**What to produce**
Read the listing and extract each line that includes the word "green".

**Source material**
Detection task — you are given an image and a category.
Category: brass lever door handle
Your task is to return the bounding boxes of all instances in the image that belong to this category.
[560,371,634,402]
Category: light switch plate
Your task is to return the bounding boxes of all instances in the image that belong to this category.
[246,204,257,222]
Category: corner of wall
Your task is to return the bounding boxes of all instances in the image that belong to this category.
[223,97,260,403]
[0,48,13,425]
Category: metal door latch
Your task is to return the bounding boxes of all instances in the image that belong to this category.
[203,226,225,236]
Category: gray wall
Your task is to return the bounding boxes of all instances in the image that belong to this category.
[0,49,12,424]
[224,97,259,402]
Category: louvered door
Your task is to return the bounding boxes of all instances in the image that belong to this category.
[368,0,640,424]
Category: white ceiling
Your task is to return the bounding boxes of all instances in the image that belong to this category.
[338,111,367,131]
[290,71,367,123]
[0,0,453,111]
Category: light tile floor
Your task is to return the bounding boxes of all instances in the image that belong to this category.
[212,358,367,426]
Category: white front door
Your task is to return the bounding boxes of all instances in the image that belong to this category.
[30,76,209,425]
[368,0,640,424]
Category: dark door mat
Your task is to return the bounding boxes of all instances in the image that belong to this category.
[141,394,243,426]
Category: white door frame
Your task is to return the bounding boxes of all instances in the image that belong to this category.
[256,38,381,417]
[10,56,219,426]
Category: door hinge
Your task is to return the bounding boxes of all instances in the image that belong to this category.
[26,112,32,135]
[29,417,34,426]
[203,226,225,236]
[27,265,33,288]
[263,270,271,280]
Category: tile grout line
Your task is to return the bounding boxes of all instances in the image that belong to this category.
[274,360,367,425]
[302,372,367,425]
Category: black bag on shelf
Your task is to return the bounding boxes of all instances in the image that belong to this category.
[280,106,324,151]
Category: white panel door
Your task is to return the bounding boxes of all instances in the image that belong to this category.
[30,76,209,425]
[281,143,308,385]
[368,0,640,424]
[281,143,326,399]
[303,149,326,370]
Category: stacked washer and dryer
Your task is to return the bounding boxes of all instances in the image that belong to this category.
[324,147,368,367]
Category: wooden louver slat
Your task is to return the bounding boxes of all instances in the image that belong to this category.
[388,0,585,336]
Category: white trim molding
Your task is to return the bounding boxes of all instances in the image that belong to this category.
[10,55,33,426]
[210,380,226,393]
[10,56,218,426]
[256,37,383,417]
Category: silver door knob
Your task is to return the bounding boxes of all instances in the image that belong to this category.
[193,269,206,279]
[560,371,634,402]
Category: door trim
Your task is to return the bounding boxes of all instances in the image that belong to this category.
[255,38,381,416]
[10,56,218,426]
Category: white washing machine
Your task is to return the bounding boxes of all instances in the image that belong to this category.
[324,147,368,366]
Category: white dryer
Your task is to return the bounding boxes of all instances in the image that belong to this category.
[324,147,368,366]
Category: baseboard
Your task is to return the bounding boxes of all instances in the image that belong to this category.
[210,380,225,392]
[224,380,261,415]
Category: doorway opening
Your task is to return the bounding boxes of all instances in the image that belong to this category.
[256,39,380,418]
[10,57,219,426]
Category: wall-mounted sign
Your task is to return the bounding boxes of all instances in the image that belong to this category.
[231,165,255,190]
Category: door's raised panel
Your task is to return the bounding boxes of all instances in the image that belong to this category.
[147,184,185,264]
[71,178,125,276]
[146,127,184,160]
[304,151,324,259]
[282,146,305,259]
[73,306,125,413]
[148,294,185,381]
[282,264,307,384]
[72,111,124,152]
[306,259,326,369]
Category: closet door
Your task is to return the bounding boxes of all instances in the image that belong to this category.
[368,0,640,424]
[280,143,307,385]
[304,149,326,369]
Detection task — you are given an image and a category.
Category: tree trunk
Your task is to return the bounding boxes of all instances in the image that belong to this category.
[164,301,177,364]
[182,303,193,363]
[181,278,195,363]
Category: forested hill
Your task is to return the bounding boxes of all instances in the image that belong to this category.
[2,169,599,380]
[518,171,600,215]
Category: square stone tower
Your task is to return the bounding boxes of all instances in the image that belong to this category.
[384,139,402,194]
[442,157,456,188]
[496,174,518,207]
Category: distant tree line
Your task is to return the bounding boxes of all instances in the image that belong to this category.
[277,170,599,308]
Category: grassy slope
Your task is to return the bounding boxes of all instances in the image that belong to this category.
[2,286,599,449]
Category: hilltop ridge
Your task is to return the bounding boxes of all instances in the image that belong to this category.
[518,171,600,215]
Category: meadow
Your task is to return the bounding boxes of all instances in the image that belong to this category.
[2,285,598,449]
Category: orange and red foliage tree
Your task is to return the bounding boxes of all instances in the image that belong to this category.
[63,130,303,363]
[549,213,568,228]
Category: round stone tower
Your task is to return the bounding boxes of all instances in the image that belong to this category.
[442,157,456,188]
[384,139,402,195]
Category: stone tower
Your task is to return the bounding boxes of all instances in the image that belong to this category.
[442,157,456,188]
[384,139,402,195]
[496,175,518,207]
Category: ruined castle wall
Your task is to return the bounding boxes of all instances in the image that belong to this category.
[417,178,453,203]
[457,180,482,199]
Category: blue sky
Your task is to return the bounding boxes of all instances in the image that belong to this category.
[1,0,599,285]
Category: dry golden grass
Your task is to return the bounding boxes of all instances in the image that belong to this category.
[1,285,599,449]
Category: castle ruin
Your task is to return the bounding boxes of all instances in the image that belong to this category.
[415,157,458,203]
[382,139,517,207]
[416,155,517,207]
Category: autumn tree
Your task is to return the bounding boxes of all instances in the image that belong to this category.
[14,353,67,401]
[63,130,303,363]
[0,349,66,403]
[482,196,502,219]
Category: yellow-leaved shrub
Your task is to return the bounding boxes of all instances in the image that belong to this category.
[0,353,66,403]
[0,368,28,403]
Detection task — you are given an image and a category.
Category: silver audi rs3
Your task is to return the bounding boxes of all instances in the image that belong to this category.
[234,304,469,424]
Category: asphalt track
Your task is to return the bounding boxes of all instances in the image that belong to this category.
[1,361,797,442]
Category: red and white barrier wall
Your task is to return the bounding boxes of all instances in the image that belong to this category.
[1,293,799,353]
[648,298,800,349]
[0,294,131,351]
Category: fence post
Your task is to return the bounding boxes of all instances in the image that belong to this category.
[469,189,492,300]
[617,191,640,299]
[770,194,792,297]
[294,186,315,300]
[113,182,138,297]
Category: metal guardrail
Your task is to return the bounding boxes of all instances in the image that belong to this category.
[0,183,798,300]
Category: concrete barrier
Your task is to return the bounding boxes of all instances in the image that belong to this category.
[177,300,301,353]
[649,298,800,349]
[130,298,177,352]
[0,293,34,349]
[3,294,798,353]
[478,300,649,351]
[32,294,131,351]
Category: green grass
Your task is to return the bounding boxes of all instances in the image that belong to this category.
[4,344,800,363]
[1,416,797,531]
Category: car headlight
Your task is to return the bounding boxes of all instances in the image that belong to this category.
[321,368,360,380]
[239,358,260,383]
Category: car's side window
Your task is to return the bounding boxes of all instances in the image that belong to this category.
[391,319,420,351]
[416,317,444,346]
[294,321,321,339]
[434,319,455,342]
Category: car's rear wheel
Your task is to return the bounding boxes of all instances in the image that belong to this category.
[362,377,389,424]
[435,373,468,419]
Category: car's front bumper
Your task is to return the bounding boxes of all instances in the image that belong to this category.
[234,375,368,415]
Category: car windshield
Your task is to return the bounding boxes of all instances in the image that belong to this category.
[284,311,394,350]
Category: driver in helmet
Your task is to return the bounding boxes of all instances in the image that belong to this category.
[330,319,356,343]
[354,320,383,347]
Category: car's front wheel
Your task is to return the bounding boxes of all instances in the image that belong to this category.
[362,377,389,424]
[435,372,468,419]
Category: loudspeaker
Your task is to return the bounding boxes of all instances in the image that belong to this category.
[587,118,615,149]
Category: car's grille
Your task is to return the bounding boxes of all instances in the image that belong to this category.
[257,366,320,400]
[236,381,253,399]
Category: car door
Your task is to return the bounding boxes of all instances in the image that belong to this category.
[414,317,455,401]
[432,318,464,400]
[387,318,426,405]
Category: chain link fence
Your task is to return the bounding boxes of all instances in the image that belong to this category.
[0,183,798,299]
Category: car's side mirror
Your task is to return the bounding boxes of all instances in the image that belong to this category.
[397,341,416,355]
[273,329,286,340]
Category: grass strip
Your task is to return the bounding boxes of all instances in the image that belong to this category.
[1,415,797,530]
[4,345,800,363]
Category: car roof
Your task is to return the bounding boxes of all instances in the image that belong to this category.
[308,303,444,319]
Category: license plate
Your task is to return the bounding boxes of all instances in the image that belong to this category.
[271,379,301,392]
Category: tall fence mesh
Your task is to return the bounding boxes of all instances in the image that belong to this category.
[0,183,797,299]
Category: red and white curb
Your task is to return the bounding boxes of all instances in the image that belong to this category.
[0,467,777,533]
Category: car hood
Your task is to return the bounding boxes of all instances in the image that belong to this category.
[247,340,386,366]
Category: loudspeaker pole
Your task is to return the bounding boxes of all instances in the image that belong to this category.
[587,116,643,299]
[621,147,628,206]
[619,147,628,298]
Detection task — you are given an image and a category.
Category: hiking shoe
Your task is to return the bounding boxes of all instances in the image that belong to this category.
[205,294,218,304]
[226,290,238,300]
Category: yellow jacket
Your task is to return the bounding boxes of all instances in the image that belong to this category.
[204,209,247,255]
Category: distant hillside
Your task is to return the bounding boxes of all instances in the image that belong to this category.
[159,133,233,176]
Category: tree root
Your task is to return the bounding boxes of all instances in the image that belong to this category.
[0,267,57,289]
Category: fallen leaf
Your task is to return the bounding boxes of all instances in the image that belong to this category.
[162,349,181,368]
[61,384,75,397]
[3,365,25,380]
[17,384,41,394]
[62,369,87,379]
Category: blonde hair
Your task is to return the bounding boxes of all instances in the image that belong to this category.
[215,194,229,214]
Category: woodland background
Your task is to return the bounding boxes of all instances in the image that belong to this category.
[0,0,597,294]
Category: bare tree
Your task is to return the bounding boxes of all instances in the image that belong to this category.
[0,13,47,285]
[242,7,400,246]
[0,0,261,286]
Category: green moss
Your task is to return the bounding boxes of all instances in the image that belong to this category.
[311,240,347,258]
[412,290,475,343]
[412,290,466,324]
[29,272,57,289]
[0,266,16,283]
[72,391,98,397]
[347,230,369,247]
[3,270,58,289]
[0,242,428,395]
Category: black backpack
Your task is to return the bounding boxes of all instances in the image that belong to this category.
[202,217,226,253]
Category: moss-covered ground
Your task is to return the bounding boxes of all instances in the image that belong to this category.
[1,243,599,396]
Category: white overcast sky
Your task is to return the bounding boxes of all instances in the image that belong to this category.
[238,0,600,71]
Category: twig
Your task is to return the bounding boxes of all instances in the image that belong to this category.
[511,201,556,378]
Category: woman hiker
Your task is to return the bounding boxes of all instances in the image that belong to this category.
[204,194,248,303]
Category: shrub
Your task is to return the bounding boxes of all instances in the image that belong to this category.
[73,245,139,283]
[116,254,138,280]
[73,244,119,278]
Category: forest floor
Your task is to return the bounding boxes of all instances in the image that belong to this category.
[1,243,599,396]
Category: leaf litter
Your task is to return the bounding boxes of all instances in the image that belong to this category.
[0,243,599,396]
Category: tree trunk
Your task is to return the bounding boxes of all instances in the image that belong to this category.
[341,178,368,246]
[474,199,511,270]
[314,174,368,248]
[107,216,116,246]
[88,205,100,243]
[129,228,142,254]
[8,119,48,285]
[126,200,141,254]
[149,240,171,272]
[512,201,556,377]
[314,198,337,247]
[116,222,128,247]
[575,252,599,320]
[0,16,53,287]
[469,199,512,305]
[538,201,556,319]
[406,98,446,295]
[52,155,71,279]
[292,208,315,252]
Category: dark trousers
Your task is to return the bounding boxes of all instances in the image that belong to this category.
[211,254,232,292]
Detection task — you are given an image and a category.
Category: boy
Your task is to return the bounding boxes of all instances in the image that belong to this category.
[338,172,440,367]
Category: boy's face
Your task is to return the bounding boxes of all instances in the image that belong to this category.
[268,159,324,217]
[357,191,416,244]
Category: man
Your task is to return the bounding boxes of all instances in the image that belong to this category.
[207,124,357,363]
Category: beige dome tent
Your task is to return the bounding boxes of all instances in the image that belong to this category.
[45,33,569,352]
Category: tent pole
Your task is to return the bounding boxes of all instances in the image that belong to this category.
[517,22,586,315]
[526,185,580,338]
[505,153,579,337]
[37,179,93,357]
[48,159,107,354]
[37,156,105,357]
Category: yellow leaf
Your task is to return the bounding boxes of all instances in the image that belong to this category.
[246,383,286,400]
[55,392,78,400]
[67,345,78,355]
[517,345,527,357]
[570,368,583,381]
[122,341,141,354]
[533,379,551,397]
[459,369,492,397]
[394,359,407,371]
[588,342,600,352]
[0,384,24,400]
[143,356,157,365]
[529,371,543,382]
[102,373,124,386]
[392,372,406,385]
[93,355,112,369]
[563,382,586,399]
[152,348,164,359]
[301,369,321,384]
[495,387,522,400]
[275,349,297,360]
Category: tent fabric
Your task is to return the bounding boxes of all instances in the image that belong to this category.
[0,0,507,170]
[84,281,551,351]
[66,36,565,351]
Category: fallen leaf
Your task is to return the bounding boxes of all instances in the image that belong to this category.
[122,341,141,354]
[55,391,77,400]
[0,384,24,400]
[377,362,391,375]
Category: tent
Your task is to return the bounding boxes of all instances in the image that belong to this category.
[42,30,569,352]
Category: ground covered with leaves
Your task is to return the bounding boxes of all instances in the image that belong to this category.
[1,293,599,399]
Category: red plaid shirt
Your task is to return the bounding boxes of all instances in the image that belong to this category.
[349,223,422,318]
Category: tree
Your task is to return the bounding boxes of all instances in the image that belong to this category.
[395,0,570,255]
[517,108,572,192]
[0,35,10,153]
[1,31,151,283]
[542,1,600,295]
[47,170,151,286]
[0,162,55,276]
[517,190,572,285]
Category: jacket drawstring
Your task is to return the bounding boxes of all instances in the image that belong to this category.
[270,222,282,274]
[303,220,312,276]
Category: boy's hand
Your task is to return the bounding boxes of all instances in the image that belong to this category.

**Exercise solution**
Category: green grass
Category: green moss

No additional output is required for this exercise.